Bill Poss, whose wife, Natalie, was the third-grade teacher in the classroom when the shooting happened, said his wife called the boy a “troubled child” who altered the dynamics of an otherwise peaceful classroom. He also said the boy recently transferred to the school.

Amina’s grandmother, Cindy Kocer, told KOMO-TV the family expected the little girl to recover and asked people to pray for her. She described her granddaughter as quiet and smart.

Emergency responders were dispatched to the school about 1:30 p.m. as students were leaving for the day. Witnesses reported hearing a loud boom, and then somebody came on the school’s loudspeaker system and called for a lockdown.

Protocols require teachers to lock their classrooms, said Bremerton Schools spokeswoman Patty Glase. The lockdown was lifted about 2 p.m., and parents were allowed to pick up their children on foot.

The school, which has about 400 students in kindergarten through fifth grade, will reopen today. Counselors will be available for students, teachers and parents.

Parent Sharrae Sevier of Port Orchard said her son, Darnell, was in a classroom next to the one where the shooting took place. He told his mother he heard a gunshot and a short time later a voice came over the intercom telling the students the school was on lockdown.

“They were all huddled together under the teacher’s desk, and everything was really quiet,” Sevier said.

Darnell told her he was confused and had no idea what had happened, said Sevier, who rushed to the school when she heard about the shooting. Parents and their children were in tears when they were reunited in the school gym, she said.

“It was probably one of the scariest days of my life,” said Sevier, 29. “A little over an hour was like an eternity to me, just not knowing.”

In Washington, there is a presumption that a 9-year-old cannot commit a crime, although children 8 to 12 can be charged if prosecutors can prove the offender understood his or her actions were wrong, said Pierce County deputy prosecutor Fred Wist, who supervises the Prosecuting Attorney’s Office’s juvenile unit.

That’s usually done with a capacity hearing, which must be held within 14 days of the child being charged. If found to be at capacity, the child can be arraigned. If not, the charges cannot stand.

School Board member Dave Boynton called the shooting a “rare, isolated incident.” He said the board will review safety procedures after seeing the results of the police investigation.

“Right now our concern is with the child and how the child’s doing,” Boynton said. “Obviously this is a tragedy.”

Many questions remained, including how a child could have obtained a loaded weapon and brought it into a grade-school classroom.

In the latest scorecard by the Brady Campaign, a national gun control advocacy group, Washington scored no points in the child safety category because the state does not require trigger locks and lacks laws to prevent child access to firearms.

DATA FOR REVIEW:
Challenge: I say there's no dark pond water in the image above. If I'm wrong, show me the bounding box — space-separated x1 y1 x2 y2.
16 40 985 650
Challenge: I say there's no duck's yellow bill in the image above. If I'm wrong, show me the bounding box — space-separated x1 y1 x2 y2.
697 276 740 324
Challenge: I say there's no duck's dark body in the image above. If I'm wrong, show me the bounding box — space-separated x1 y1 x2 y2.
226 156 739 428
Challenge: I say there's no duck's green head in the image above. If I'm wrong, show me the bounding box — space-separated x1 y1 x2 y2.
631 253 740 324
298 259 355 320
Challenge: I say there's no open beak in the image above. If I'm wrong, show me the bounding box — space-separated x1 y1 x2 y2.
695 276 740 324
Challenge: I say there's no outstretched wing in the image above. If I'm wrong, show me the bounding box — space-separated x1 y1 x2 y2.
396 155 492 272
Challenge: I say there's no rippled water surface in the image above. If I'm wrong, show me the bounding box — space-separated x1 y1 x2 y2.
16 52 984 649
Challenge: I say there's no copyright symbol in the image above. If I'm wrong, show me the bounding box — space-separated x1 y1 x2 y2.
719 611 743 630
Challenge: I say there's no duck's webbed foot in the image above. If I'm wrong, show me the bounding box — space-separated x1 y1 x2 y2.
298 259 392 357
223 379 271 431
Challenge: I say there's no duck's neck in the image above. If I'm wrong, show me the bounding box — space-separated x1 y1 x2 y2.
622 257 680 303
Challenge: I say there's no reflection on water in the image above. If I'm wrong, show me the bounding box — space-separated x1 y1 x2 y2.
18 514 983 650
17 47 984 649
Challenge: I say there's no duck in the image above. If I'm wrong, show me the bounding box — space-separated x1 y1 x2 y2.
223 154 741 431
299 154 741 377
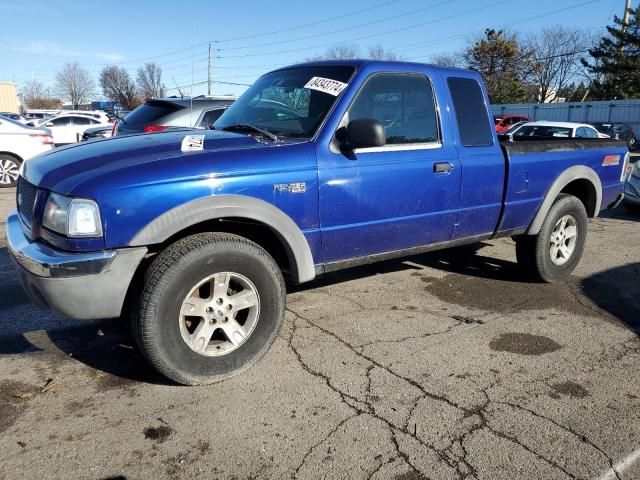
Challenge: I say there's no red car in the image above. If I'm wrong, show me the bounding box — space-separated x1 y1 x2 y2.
493 115 529 133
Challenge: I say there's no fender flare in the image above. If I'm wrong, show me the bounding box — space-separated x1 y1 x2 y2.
527 165 602 235
129 195 316 283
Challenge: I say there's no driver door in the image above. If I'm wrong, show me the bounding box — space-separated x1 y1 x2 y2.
318 73 461 263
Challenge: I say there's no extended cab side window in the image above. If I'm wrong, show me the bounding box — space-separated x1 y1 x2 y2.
447 77 493 147
348 73 439 145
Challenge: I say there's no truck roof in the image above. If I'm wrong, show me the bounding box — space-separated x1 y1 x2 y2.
273 58 464 73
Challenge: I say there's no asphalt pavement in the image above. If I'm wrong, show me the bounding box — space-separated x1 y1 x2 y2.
0 182 640 480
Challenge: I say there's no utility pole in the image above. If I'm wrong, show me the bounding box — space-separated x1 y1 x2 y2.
622 0 631 33
207 42 214 96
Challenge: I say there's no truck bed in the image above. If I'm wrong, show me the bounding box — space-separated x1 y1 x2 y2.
497 138 628 236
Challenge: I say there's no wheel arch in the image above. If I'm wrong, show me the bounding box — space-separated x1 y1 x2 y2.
0 150 24 163
526 165 602 235
129 195 315 283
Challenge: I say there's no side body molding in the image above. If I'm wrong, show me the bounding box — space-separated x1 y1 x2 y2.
527 165 602 235
129 195 316 283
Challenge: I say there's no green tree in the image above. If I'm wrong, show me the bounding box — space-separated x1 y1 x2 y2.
464 29 533 103
582 7 640 100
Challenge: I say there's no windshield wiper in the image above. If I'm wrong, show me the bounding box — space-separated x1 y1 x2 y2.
222 123 278 142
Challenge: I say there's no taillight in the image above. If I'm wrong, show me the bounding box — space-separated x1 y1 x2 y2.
620 152 633 182
144 125 167 133
29 133 53 145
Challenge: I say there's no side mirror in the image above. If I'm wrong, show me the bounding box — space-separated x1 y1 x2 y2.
344 118 387 149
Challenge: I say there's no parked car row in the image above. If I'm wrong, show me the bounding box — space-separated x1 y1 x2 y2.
0 117 53 188
493 115 638 151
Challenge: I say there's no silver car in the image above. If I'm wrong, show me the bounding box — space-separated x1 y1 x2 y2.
624 161 640 214
114 95 236 135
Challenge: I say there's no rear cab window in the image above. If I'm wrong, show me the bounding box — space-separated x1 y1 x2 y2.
447 77 493 147
124 101 184 125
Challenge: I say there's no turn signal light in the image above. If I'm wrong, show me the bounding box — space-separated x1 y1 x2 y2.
144 125 167 133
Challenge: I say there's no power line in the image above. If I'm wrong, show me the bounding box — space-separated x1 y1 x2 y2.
218 0 459 52
216 0 400 43
393 0 602 54
216 0 512 58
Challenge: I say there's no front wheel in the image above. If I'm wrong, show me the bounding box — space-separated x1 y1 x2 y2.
133 233 286 385
516 194 588 282
0 155 22 188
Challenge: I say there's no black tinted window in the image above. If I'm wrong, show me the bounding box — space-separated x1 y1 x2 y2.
124 102 182 125
73 117 92 125
349 73 439 145
447 77 493 147
198 108 224 127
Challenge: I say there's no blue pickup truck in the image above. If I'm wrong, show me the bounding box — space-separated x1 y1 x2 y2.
7 61 628 384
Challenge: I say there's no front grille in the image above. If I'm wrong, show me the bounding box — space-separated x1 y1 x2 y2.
17 177 38 227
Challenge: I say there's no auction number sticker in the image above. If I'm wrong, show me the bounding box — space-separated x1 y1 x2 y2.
304 77 347 97
181 135 204 152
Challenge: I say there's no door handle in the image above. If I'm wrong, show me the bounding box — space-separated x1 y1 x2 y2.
433 162 453 173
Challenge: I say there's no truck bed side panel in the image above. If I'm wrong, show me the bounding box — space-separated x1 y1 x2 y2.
497 140 627 234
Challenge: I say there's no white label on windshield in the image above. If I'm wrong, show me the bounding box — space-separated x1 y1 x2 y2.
304 77 347 97
181 135 204 152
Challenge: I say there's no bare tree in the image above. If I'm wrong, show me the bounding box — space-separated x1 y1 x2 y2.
136 62 166 98
100 65 140 110
367 43 402 61
525 26 593 103
21 80 62 109
307 43 360 61
56 62 95 108
429 52 465 68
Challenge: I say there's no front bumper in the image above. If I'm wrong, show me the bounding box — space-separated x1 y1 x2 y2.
7 210 147 320
624 175 640 206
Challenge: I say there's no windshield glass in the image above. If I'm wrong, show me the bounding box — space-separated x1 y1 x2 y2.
213 66 354 138
592 123 613 134
514 125 571 138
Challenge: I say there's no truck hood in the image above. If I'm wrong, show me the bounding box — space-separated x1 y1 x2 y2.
23 129 271 194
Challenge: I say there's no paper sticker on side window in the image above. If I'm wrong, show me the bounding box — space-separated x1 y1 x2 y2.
304 77 347 97
181 135 204 152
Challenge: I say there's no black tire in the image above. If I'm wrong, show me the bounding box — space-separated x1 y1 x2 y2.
623 202 640 215
0 153 22 188
133 233 286 385
516 194 588 283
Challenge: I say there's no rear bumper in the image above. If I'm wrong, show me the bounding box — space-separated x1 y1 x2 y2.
624 175 640 206
7 210 147 320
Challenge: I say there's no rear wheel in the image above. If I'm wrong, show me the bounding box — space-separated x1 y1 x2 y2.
133 233 286 385
516 194 588 282
624 202 640 215
0 154 22 188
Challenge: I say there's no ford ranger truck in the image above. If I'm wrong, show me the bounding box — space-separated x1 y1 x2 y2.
7 61 628 385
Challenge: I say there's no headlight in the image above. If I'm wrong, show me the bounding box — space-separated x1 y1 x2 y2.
42 193 102 237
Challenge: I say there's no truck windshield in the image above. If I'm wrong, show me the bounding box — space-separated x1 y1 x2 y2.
213 65 355 138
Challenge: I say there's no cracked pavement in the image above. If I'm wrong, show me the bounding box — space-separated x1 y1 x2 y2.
0 185 640 480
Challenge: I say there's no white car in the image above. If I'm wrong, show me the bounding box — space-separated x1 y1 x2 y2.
0 112 29 125
506 121 609 138
37 113 111 145
0 118 53 188
58 110 111 123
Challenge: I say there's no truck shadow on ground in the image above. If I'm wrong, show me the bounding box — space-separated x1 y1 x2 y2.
0 243 640 385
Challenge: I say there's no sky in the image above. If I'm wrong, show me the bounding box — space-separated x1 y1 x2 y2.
0 0 638 98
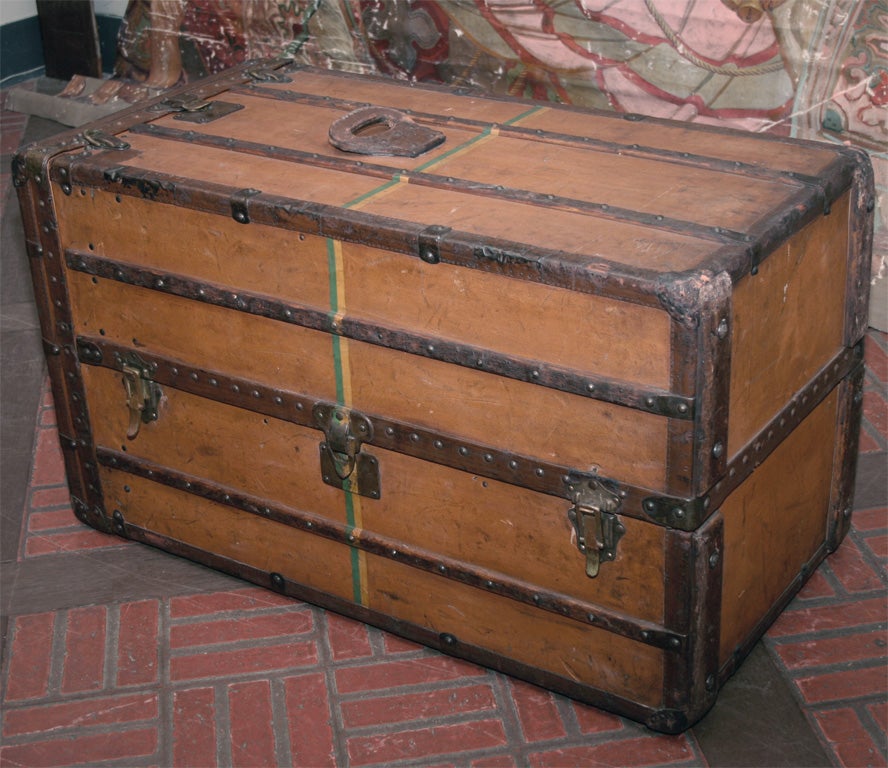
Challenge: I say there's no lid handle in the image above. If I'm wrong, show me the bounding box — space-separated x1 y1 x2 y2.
329 106 446 157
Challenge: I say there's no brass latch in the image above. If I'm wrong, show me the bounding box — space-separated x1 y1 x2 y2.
312 403 380 499
567 479 626 578
121 355 161 440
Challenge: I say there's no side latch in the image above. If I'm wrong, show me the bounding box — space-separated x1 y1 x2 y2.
121 355 161 440
567 479 626 578
312 403 380 499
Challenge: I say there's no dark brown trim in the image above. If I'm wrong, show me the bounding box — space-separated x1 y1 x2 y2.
77 336 668 521
826 362 866 552
652 514 724 733
243 72 860 187
53 151 673 311
104 447 687 652
15 144 102 508
130 123 747 245
65 249 695 420
707 341 863 509
839 149 876 347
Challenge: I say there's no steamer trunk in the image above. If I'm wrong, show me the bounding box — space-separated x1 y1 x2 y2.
14 61 873 732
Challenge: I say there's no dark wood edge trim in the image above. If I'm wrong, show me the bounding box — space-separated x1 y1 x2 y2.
642 342 863 531
239 83 836 194
700 156 856 282
97 447 686 652
131 123 747 244
667 272 733 497
826 359 866 552
709 341 863 509
844 149 876 346
663 514 724 736
53 152 668 309
17 150 102 506
718 543 829 687
97 524 680 733
78 336 680 522
691 280 734 496
65 249 695 420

THE TASK:
Reproduce the stretch of the school shooting report from "Amina’s grandmother, Cindy" through "teachers and parents." word for word.

TASK SOLUTION:
Amina’s grandmother, Cindy Kocer, told KOMO-TV the family expected the little girl to recover and asked people to pray for her. She described her granddaughter as quiet and smart.

Emergency responders were dispatched to the school about 1:30 p.m. as students were leaving for the day. Witnesses reported hearing a loud boom, and then somebody came on the school’s loudspeaker system and called for a lockdown.

Protocols require teachers to lock their classrooms, said Bremerton Schools spokeswoman Patty Glase. The lockdown was lifted about 2 p.m., and parents were allowed to pick up their children on foot.

The school, which has about 400 students in kindergarten through fifth grade, will reopen today. Counselors will be available for students, teachers and parents.